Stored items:
════
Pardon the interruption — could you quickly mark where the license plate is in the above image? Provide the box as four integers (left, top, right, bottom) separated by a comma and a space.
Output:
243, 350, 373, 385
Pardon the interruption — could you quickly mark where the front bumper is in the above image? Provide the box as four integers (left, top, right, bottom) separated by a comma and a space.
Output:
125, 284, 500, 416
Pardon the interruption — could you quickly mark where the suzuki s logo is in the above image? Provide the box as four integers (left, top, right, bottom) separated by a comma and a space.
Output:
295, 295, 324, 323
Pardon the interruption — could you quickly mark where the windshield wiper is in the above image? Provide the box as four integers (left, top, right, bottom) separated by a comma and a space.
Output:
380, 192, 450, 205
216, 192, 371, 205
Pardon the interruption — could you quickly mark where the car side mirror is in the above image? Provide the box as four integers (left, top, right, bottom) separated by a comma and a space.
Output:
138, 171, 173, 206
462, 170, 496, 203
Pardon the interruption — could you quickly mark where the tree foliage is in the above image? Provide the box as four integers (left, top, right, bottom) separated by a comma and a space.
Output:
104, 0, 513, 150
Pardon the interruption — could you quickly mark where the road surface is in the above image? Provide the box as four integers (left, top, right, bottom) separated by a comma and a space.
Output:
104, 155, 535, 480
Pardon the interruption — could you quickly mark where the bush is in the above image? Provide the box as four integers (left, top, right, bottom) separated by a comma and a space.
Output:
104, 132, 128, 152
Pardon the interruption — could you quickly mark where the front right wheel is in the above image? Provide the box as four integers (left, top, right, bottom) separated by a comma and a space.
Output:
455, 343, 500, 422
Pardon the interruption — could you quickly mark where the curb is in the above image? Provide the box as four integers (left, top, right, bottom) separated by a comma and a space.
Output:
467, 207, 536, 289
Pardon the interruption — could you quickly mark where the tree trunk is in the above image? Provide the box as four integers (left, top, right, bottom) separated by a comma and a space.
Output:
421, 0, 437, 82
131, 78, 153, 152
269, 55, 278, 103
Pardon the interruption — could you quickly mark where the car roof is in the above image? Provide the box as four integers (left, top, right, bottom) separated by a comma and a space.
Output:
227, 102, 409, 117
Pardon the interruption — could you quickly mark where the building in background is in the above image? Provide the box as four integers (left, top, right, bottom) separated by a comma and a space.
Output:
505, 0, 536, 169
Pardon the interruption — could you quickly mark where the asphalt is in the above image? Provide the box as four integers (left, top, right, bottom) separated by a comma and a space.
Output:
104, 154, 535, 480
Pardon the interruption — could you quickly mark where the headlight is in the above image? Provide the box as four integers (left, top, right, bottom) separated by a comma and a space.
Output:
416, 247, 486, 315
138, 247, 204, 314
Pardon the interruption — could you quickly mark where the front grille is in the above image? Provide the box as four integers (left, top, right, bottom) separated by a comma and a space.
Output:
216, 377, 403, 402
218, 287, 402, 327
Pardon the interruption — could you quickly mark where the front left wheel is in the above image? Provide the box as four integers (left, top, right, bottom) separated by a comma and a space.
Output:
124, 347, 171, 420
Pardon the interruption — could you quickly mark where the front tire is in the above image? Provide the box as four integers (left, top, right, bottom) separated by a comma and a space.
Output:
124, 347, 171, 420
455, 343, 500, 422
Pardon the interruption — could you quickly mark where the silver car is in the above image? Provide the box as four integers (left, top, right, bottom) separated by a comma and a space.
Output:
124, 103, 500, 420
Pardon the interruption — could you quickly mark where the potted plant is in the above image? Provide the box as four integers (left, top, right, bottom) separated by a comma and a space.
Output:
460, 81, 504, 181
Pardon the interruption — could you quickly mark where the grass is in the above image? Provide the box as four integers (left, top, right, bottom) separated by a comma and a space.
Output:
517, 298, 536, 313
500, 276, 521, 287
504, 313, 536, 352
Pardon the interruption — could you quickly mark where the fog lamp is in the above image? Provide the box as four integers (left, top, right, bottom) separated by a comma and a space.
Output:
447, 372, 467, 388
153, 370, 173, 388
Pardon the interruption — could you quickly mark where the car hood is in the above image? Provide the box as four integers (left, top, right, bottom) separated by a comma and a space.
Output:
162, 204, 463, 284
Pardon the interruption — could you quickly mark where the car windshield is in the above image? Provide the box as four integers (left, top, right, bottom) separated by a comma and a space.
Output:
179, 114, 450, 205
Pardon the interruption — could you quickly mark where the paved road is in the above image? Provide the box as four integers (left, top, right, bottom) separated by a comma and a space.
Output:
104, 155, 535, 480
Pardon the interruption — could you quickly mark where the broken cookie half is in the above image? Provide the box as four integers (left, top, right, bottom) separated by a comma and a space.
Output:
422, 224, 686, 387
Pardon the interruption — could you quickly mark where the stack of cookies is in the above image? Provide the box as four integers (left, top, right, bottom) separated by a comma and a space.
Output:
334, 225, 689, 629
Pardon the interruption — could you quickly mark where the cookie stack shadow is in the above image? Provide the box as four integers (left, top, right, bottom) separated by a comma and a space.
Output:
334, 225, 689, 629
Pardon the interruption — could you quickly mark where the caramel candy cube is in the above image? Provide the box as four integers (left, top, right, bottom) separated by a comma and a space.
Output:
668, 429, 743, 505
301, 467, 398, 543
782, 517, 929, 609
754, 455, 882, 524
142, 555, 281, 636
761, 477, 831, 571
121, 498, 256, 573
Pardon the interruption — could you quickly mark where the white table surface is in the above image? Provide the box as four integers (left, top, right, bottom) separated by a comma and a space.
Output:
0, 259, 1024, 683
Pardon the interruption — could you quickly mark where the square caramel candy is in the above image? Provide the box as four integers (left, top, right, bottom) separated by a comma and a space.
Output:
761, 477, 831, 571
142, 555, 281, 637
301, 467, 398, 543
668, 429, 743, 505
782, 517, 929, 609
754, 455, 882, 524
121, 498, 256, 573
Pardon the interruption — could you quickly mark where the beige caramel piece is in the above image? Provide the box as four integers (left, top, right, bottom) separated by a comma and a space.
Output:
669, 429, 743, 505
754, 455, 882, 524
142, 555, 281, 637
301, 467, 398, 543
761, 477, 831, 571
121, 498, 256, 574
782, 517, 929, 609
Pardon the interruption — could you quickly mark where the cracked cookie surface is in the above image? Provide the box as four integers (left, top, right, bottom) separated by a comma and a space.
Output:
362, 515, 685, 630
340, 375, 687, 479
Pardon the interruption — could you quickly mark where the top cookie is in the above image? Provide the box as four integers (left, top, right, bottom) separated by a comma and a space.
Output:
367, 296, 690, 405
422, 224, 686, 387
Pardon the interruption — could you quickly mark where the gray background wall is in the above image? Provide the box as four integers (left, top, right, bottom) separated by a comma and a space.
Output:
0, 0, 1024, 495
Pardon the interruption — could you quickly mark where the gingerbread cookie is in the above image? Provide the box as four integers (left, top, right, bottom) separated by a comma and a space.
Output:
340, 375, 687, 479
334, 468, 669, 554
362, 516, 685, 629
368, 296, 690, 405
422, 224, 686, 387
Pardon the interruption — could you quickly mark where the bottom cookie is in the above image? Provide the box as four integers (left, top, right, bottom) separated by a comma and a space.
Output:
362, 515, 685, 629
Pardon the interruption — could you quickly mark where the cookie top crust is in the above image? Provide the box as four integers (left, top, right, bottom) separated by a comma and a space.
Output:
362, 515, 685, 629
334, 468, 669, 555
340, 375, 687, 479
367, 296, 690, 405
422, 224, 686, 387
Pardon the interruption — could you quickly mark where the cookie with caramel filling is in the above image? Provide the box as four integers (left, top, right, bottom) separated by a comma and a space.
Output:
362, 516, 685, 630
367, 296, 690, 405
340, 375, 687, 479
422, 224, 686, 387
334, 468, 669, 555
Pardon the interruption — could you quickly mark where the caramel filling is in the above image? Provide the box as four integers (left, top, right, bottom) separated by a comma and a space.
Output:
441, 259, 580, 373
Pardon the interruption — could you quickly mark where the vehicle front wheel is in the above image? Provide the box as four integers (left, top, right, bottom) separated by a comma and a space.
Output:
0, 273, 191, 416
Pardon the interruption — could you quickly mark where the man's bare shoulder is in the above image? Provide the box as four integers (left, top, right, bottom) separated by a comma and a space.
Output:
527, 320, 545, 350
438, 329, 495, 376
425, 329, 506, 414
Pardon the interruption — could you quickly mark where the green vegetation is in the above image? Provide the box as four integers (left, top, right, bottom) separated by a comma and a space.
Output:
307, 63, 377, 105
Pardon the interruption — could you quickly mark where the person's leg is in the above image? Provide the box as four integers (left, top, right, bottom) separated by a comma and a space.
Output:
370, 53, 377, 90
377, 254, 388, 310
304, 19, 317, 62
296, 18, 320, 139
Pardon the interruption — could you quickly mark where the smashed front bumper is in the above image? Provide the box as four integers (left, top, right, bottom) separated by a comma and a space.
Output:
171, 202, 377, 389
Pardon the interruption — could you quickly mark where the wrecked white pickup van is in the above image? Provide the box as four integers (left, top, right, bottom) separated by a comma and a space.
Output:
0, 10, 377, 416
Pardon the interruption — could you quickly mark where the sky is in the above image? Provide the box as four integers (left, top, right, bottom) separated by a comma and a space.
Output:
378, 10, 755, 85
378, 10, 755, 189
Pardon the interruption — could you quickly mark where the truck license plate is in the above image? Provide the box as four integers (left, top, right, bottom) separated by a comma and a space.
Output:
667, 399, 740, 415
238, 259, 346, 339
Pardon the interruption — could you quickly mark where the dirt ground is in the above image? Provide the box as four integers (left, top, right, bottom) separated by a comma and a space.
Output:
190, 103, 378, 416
════
### WHAT THIS TASK INVOLVES
Rewrite the rows starting with the line containing "where the wrecked" and continuing through the line containing "378, 10, 755, 189", keeping the requests as they are and subtracting 81 from every coordinate in the answers.

### ANSWER TO THE TASK
Pardon the interruption — could you quickly mark where the wrecked white pickup van is in the above image? Provide the box as four integers (left, top, right, bottom) separated by a comma and a space.
Output:
-81, -71, 296, 335
Pardon the interruption — could you quickly mark where the sky is in the above image? Provide the box as four integers (left, top, right, bottom) separated by a comma and a space.
Output:
297, -71, 674, 4
297, -71, 674, 108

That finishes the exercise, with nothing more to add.